### [待完成任务]
1. 请把Nvidia驱动安装正文中以“安装Ubuntu显卡驱动的方法有以下几种”开头的段落改写得更简短,保留每种方法及其优缺点。
2. 接着Nvidia驱动安装正文的最后一句往下续写。

### [正文部分]
------------------------------

Ubuntu16.04 + CUDA8.0 + CuDNN + OpenCV + caffe

先装NVIDIA官方驱动,然后装CUDA,随后装CuDNN,接着装OpenCV,最后安装配置caffe


为了给我的GTX1080安装好英伟达的官方驱动,看了一些帖子,结果发现安装的方法众说纷纭。 想起上次在笔记本上安装驱动时,陷入login loop的痛苦,这一次一定调研清楚在下手!

下面的片段来自百度贴吧,大致总结了我看到的几种安装Nvidia驱动的方法:

安装Ubuntu显卡驱动的方法有以下几种:
1.直接去nvidia官网下载驱动包安装(这种方法麻烦并且失败率很高,失败的话就进入不了桌面了)
2.从PPA中安装,PPA分为官方和私有(这种方式既安全方便,也能安装上最新的驱动)
3.从附加驱动里安装(附加驱动安装最简单和安全,但是这种方式无法安装最新的驱动)

这里主要介绍如何通过PPA安装nvidia显卡驱动
第一步:添加PPA
第二步:更新列表
第三步:查找驱动
第四步:安装驱动 下面详细解释每一步如何操作

第一步:在进行第一步前,你首先要确定适合你显卡最新的nvidia的驱动版本,可以去官网查询。确定了最新nvidia版本号之后,按CTRL+ALT+T打开terminal,输入sudo apt-cache search nvidia*查看列表
中时候有你要的版本号。如果有的话就不用添加私有PPA了。然后输入sudo apt-get install nvidia -367
然后回车,这里的367是驱动版本号,替换成你的版本号。安装完成之后重启电脑,然后在 nvidia
X server setting中的PRIME Profiles中勾选nvidia。如果官方的PPA中没有最新的nvidia驱动,那么你就
要手动添加私有PPA了,在这个网址https://launchpad.net/ubuntu/+ppas中搜索nvidia
driver,然后在搜索结果中查找到包含你要的驱动的PPA,然后根据PPA页面提供的方法添加PPA,例如下面的网页中的ppa添加到系统中:打开terminal然后把网页上的这两句复制上贴上去,然后回车。
sudo add-apt-repository ppa:graphics-drivers/ppa
sudo apt update
然后安装驱动,在terminal中输入:
sudo apt-get install nvidia -367(把367改成你要的驱动版本号)
按enter开始安装,安装完成之后重启电脑,然后在 nvidia X server setting中 的PRIME Profiles中勾选nvidia。

我的对应驱动是375:
Ubuntu16.04 + CUDA8.0 + CuDNN + OpenCV + caffe_第1张图片

而且运行sudo apt-cache search nvidia*正好能找到对应版本的驱动
但是运行sudo apt-get install nvidia -375却出现安装包依赖的问题,后来通过更改成阿里的源解决!

下面一篇文章讲到了ubuntu中集显和独显的切换:
http://blog.csdn.net/ichsonx/article/details/46941235

下面一篇文章告诉怎么查看显卡驱动是否安装成功,如何查看当前使用的是独显还是集显和驱动等信息!
http://blog.csdn.net/jay463261929/article/details/55098945

下面这篇文章也说明,平常如果不玩大型游戏,不看高清视频的话,使用集显更加节能
http://www.xitongzhijia.net/xtjc/20151215/63663.html

见了鬼了。 装好驱动后,sudo nvidia-smi也显示安装成功了,但是打开nvidia x settings却没有prime profile的选项,导致无法切换到集显,捣鼓了半天,也没找到方法。。

------------------------------

### [数据摘录]
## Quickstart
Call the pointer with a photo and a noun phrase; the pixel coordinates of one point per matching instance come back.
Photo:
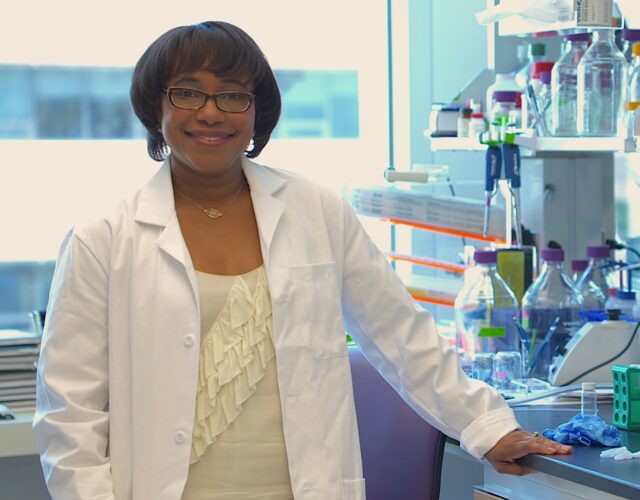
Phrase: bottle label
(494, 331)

------------------------------

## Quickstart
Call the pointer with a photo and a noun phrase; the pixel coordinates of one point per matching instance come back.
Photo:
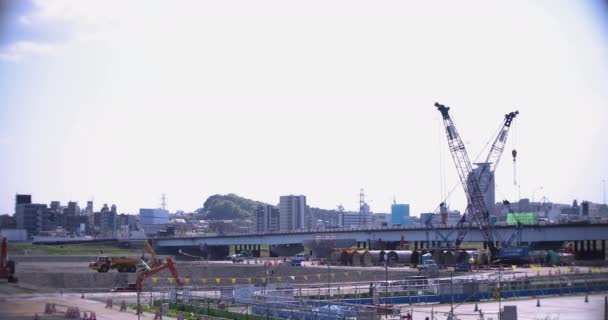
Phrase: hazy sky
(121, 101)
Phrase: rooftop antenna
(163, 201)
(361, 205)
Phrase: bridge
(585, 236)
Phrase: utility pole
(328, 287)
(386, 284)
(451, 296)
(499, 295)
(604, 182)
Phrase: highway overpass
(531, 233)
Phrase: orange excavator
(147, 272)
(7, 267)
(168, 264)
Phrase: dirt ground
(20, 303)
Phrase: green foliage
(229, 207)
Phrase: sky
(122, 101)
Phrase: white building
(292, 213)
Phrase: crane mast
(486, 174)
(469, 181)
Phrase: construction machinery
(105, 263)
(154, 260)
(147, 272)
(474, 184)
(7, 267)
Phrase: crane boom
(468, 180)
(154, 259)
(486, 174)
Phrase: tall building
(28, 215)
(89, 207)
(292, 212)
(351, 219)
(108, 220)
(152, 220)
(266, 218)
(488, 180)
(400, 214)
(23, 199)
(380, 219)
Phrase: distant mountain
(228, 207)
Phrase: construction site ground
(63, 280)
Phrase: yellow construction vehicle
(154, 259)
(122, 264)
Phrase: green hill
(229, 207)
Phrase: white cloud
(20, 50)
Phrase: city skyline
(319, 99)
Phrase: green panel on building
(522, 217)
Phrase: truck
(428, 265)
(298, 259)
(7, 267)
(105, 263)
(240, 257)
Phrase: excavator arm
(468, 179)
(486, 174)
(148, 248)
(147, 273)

------------------------------

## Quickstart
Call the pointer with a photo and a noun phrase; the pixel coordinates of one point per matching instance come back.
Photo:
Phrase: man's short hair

------------------------------

### [依次作答]
1.
Ubuntu显卡驱动有三种装法:
1. 从nvidia官网下载驱动包:麻烦且失败率高,失败就进不了桌面。
2. 从PPA安装(分官方和私有):安全方便,能装最新驱动。
3. 从附加驱动安装:最简单、最安全,但装不了最新驱动。

2.
经不起耗,先用独显显示算了,赶紧把CUDA和CuDNN装好吧。。


CUDA的安装,首先要从官网下载对应版本的CUDA版本,但是1.4G的文件教育网的下载速度实在感人,好在网上有人下好了上传了百度云(链接见下面),虽然不是最新版,但是也可以用
http://www.cnblogs.com/kingstrong/p/5959664.html

下载之后,按照下面的步骤
http://www.cnblogs.com/Qwells/p/6086773.html#undefined
一步步来就OK了

另外,有一点必须要独立的拿出来讲一下,也就是上面的步骤在安装完成后设置环境变量是使用:
Ubuntu16.04 + CUDA8.0 + CuDNN + OpenCV + caffe_第2张图片

而我看别人的设置环境变量的方法是往~/.bashrc里面写:
Ubuntu16.04 + CUDA8.0 + CuDNN + OpenCV + caffe_第3张图片
来自:http://www.52nlp.cn/%E6%B7%B1%E5%BA%A6%E5%AD%A6%E4%B9%A0%E4%B8%BB%E6%9C%BA%E7%8E%AF%E5%A2%83%E9%85%8D%E7%BD%AE-ubuntu-16-04-nvidia-gtx-1080-cuda-8

或者是有两步(环境变量设置和动态链接库设置):
Ubuntu16.04 + CUDA8.0 + CuDNN + OpenCV + caffe_第4张图片

总之,现在我有点懵逼了。 现在关于环境变量的设置,我印象中至少有三种方法:
1. 通过~/.bashrc
2. 通过在/etc/profile
3. 通过在/etc/ld.so.conf.d/ 新建一个.conf,比如opencv.conf
不知道这几种有什么区别?!
这篇文章可能会有帮助:
http://www.cnblogs.com/big-tree/p/5874336.html

接下来是CuDNN,这个也要从官网下载文件,只有七八十兆,还好。
下载下来后,解压缩。 已经安装好CUDA之后,CuDNN的安装很简单,就是复制几个文件,添加一些软链接之类的(日后如果CuDNN又更新了,方便升级)。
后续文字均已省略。